▶ [TASK STATEMENT]: Copy all the entries word for word, but omit the pictures.
── DATA TO USE
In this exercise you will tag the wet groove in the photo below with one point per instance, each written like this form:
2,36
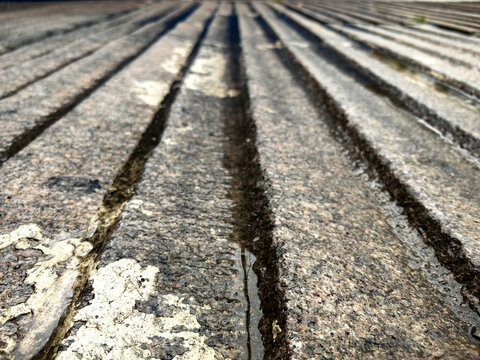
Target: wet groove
21,141
120,192
252,216
400,99
448,249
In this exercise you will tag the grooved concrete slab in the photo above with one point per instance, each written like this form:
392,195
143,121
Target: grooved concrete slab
79,157
204,180
346,297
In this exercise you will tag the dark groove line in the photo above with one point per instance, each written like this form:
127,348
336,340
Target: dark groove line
121,191
252,215
449,250
247,298
402,100
22,140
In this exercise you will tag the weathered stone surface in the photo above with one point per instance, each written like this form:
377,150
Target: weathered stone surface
351,287
40,102
177,228
245,210
20,76
451,115
438,176
464,78
51,43
51,191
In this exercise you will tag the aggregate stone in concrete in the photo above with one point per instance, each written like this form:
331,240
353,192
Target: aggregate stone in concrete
349,291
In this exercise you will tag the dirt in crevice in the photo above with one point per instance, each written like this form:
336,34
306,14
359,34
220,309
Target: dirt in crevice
120,192
252,217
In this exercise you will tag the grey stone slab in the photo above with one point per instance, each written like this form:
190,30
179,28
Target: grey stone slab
427,28
443,185
452,116
52,190
464,78
175,232
452,55
36,105
463,44
351,289
38,31
19,77
28,52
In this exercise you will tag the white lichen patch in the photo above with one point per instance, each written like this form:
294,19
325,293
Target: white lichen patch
207,74
114,329
150,92
177,58
52,279
23,232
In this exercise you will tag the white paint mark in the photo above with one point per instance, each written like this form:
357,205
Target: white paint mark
114,329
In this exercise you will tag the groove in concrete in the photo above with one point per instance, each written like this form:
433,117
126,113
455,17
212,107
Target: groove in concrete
449,250
22,140
121,190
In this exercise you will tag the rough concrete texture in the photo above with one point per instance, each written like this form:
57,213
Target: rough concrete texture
413,152
195,306
345,296
451,115
56,186
249,181
22,75
40,103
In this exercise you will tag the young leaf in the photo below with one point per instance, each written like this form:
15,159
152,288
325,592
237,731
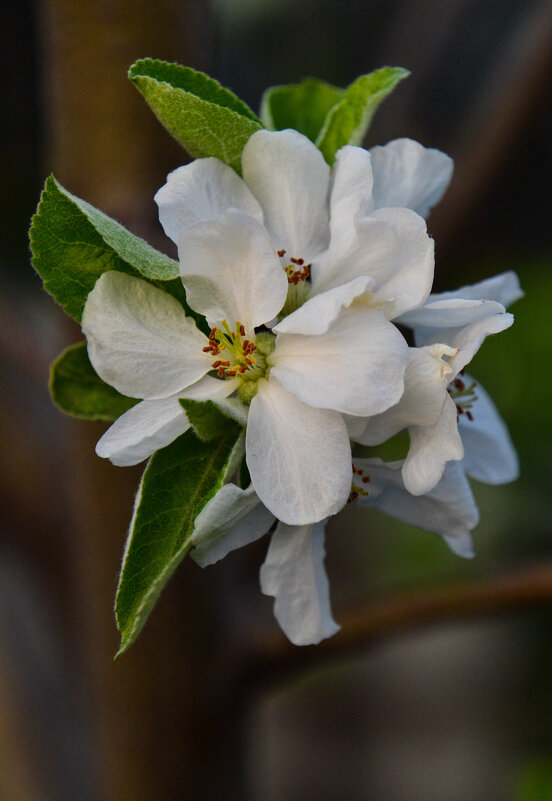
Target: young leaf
73,244
348,121
78,390
177,483
203,116
303,106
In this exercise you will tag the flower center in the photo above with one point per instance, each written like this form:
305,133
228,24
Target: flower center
240,356
298,275
237,350
463,396
356,489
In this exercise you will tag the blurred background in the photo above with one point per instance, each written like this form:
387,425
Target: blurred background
454,711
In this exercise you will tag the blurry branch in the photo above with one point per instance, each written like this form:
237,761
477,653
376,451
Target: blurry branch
512,99
274,659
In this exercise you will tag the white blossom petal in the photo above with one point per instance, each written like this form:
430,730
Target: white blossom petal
139,338
356,367
299,458
503,288
425,382
351,186
410,175
489,455
153,424
144,429
449,509
293,573
447,313
202,191
233,518
290,179
431,447
231,271
392,247
469,339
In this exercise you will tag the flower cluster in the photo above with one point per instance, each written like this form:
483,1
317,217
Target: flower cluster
324,339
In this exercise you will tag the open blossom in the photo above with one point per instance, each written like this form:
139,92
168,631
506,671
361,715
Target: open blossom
297,446
311,256
293,571
448,416
328,228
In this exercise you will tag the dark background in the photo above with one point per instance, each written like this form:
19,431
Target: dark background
456,711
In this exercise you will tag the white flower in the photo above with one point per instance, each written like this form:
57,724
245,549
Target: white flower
449,416
328,229
293,571
299,382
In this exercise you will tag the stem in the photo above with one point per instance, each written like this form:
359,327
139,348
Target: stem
275,659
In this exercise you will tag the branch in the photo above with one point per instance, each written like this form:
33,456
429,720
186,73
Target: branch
274,658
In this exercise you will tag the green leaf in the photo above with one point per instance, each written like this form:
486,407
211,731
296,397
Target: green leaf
303,106
348,121
203,116
73,244
78,390
177,483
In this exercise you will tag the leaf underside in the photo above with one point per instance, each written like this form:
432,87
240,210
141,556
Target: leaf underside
176,485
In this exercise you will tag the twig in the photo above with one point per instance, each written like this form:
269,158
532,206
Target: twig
275,659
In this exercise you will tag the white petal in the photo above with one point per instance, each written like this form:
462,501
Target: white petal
201,191
448,509
425,384
489,455
351,186
139,338
293,573
447,313
299,458
392,247
231,519
356,367
318,313
469,339
430,449
231,271
144,429
503,288
290,179
408,174
152,425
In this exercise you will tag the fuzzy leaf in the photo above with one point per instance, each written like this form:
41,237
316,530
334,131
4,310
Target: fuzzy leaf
176,485
203,116
78,390
73,244
303,106
348,121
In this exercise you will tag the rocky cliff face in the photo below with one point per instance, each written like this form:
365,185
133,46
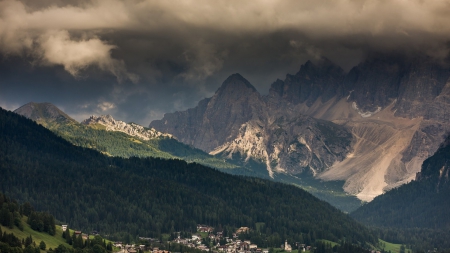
────
▶ [SOLUTION FOR THIS TASK]:
In this exercise you will tag the wet groove in the photo below with one point per instance, each written like this form:
2,36
Target: wet groove
21,141
120,192
252,216
400,99
448,249
In this exercise you will tag the grooved concrete slab in the photo above with one point per instance, each written like this form:
392,195
143,121
Target: grooved concrete slab
79,157
204,180
346,297
In this exercise you will tag the dark groove line in the photo above with one point per instance, each written like this form:
127,348
336,340
Target: dark groove line
121,191
252,215
449,250
247,298
402,100
22,140
In this exercise you will tag the weathered stone surface in the photo above with one point per instance, each written like this form:
377,150
Target: weathered stone surface
351,287
40,102
177,228
245,210
20,76
451,115
438,176
464,78
51,43
51,191
In this exercise you will tag the aggregate stone in concrete in the photo above with one point per instance, each written like this form:
331,240
353,192
Target: aggregate stone in concrete
349,291
In this exercise you will tag the dirt in crevice in the photo above with one point per instance, each written like this form:
336,34
306,14
359,34
220,309
Target: dirt in crevice
120,192
252,217
In this exercise you will tag the grey stone slab in the photo above with one point per instance, each written like this form:
190,30
179,28
Target: grey stone slab
427,28
443,185
452,116
52,190
464,78
175,232
452,55
36,105
463,44
351,289
38,31
19,77
28,52
In this exercise you will tag the white lichen patch in the photo above with one point per instance, each written like this form:
294,19
325,293
Target: white lichen patch
207,74
114,329
150,92
177,58
52,279
23,232
In this exercise you will tag the white paint mark in the photo above with one point per instance, each written like this form:
357,205
Target: white paint mark
114,329
In this exercise you will tag the groove in concrete in the photo above with one point per instance, each written like this form:
433,117
126,113
455,17
212,107
Target: groove in concrete
449,250
22,140
121,190
In this exercise you will tag the rough concrete texture in the photo above with one point per instance, each written like this form:
57,213
Target: rough concrete texture
413,152
195,306
345,296
451,115
56,186
249,181
22,75
40,103
In this exercise you will tag the young leaf in the photo below with one point per instance, each written like this form:
15,159
152,288
325,592
237,731
Target: young leaf
73,244
348,121
78,390
177,483
203,116
303,106
In this exercise you will tag the flower center in the photo above with one point per instance, each written like this form:
305,133
228,24
Target: flower center
240,356
298,275
237,350
463,396
356,489
In this exercise you will tag the blurred background in the photo above with one point per instance, each written like this form:
387,425
Target: blurred background
454,711
In this exercise you will tag the blurry branch in the photo above with one point per instance, each written like this form:
237,761
477,653
376,451
Target: blurry branch
512,99
274,659
In this exercise you will tag the white blossom petal in the photo above with one point per instance, each written like this form:
430,730
Target: white blossom petal
139,338
356,367
299,458
503,288
425,382
351,186
410,175
489,455
153,424
144,429
449,509
293,573
447,313
202,191
233,518
290,179
431,447
231,271
392,247
469,339
In this exercise you will tag the flower cluster in the photo above with one point per instance, each written like this form:
483,1
317,217
Target: flower cluster
324,339
In this exercise you will tag the open blossom in the photo above with one point per instance, each written like this form:
139,92
168,631
506,671
361,715
Target: open blossom
297,446
311,256
293,571
448,416
328,228
In this exercise you will tag the dark background in the photo above with one point per instance, each written like this form:
19,431
Target: dark background
456,711
In this exercise you will tag the white flower in the photo above with one point per instance, each written like this form:
57,724
245,549
Target: white flower
449,416
328,229
293,571
299,382
In this exercise you will tag the stem in the photo above with one point per instance, each written like this form:
359,327
139,348
Target: stem
275,659
In this exercise you will tag the branch in the photo above with one point per instance, each written like this form:
33,456
429,720
186,73
Target: branch
274,658
In this exercise you will tag the green leaf in the photo above with one point per instance, each written like this form:
486,407
211,731
296,397
Target: green leaf
303,106
348,121
203,116
73,244
78,390
177,483
In this exercise you will tag the leaf underside in the photo above with one point per instance, each written like this form:
432,87
240,210
141,556
Target: leaf underside
176,485
In this exercise you will tag the twig in the photo above with one point per instance, each written like this form:
269,158
532,206
Target: twig
275,659
In this exercise you will tag the white petal in the photo above with one point per instance, each written like this form:
462,501
Target: white petal
201,191
448,509
425,384
489,455
351,186
139,338
293,573
447,313
299,458
392,247
231,519
356,367
318,313
469,339
430,449
231,271
144,429
503,288
290,179
408,174
152,425
In this exercise you will tag the fuzzy leaf in the photo above with one point per instance, each written like this form:
41,237
316,530
334,131
4,310
Target: fuzzy leaf
176,485
203,116
78,390
73,244
303,106
348,121
In this exercise you will tag the rocky cliff face in the photo below with one point per instance, each written like this form:
365,185
133,46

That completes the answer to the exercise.